[[ THE DATA open ]]

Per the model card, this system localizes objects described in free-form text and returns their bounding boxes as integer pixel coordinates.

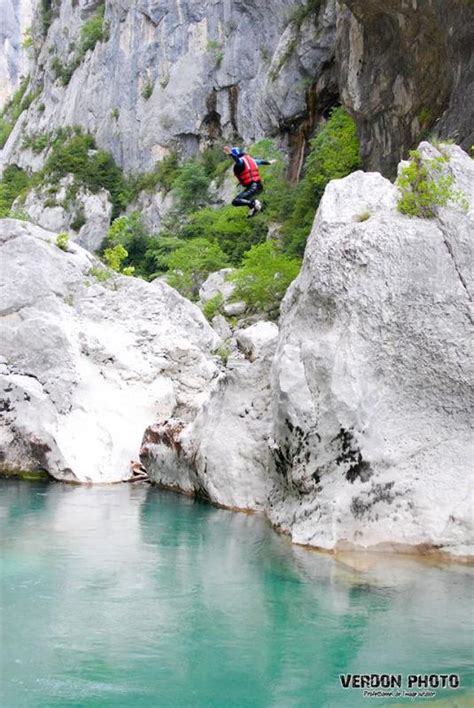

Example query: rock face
[0,218,219,482]
[14,176,112,252]
[2,0,472,184]
[0,0,34,109]
[2,0,338,176]
[269,143,473,557]
[141,320,278,510]
[1,143,473,559]
[337,0,474,176]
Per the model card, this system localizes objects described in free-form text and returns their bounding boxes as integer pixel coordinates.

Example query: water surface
[0,480,472,706]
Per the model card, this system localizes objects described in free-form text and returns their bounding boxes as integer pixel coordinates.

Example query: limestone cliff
[141,143,473,559]
[0,0,34,106]
[2,0,473,180]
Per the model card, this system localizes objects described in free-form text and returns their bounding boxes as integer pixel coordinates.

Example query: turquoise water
[0,481,472,707]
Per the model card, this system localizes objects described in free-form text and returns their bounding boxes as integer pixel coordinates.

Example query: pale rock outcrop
[268,143,474,557]
[0,218,219,482]
[2,0,338,176]
[14,176,113,252]
[141,320,278,510]
[0,0,34,109]
[199,268,235,305]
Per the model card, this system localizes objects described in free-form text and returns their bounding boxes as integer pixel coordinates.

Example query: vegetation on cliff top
[0,107,361,313]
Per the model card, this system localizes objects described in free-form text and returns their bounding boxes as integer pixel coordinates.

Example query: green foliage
[40,0,53,34]
[22,131,50,153]
[111,108,119,120]
[0,76,40,148]
[306,107,361,192]
[207,40,224,66]
[269,37,298,81]
[103,243,128,271]
[51,56,79,86]
[41,128,127,218]
[8,208,30,221]
[0,165,30,217]
[80,4,107,54]
[229,241,300,314]
[22,28,34,50]
[141,81,154,99]
[0,117,11,148]
[105,212,151,273]
[397,150,468,218]
[289,0,322,28]
[181,206,266,265]
[282,107,361,255]
[200,143,229,183]
[88,266,113,282]
[165,238,229,299]
[125,152,180,202]
[51,4,107,86]
[203,293,224,320]
[55,232,70,251]
[70,208,86,231]
[172,161,210,212]
[216,343,231,366]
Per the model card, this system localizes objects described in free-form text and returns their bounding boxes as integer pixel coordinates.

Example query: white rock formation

[[ THE DATA closed ]]

TASK DETAILS:
What is needed is an exact copy of the entries, without any images.

RESPONSE TO THE EXERCISE:
Per the model card, this system localizes objects described in free-form text and returns their bounding boxes as integer pixel coordinates.


Example query: rock face
[0,218,219,482]
[14,176,112,252]
[2,0,472,184]
[0,0,34,109]
[2,0,338,176]
[269,143,473,557]
[141,320,278,510]
[1,143,473,559]
[337,0,474,176]
Per the model card, this system localizes objects described in free-form text and returns their bounding boxes as integer pixel coordinates.

Example query: water surface
[0,480,472,706]
Per the model card, this system localizes objects described in free-form text and returns their bounding boxes as integer pixel coordinates.

Example query: limestone cliff
[141,143,473,559]
[0,0,34,106]
[2,0,473,180]
Per the model card, this system localizes objects described in free-form text and returns their bounding boxes as integer pixel coordinates.

Example query: turquoise water
[0,481,472,707]
Per the model card, this system localizes objects described in free-form text and returns their bounding boxes as integer pixel coordinates.

Example query: pale rock outcrop
[268,143,474,557]
[0,218,219,482]
[2,0,338,176]
[14,176,113,252]
[141,320,278,510]
[0,0,34,109]
[199,268,235,305]
Per the model card, this system localizes objects described in free-form text and returns their bounding boxes as integer pixel coordinates.

Example query: vegetation on cliff top
[0,107,361,313]
Per the model card, this system localizes objects described in free-form text and returns their bounding boxes as integer pixel coordinates.

Example query: green foliage
[40,0,53,34]
[22,131,50,153]
[111,108,119,120]
[0,76,40,148]
[306,107,361,192]
[207,40,224,66]
[269,37,298,81]
[103,243,128,271]
[51,56,79,86]
[41,128,127,218]
[8,208,30,221]
[0,165,30,217]
[80,4,107,54]
[229,241,300,314]
[22,28,34,50]
[141,81,154,99]
[0,117,11,148]
[105,212,151,273]
[397,150,468,218]
[289,0,322,28]
[181,206,266,265]
[282,107,361,255]
[200,143,229,183]
[88,266,113,282]
[165,238,229,299]
[125,152,180,202]
[51,4,107,86]
[203,293,224,320]
[55,232,70,251]
[70,208,86,231]
[172,161,210,212]
[216,343,231,366]
Per the model card, this system localizes objects described in free-form text and returns their bounding boxes as integer pixel coordinates.

Example query: white rock formation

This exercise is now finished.